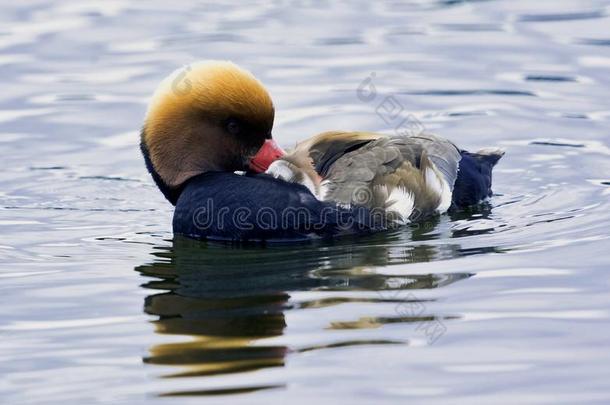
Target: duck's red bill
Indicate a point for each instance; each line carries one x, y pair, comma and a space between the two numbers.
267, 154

---

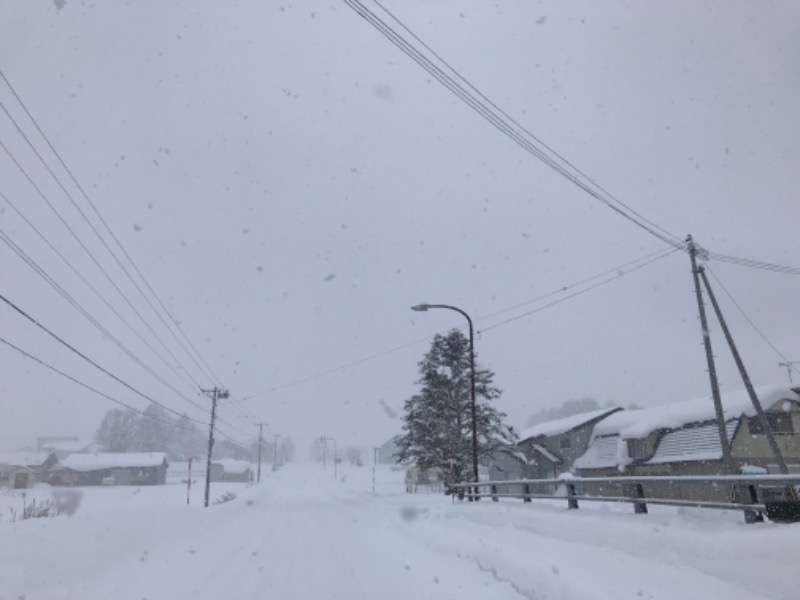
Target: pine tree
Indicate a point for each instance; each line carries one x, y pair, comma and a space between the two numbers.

=== Written exercise ===
Which lines in the rows above contain the string "Target"? Show each of those lines in full, treating uppercase and lowercase as different.

=== Response for this exercise ===
Target: duck's red bill
Target: pine tree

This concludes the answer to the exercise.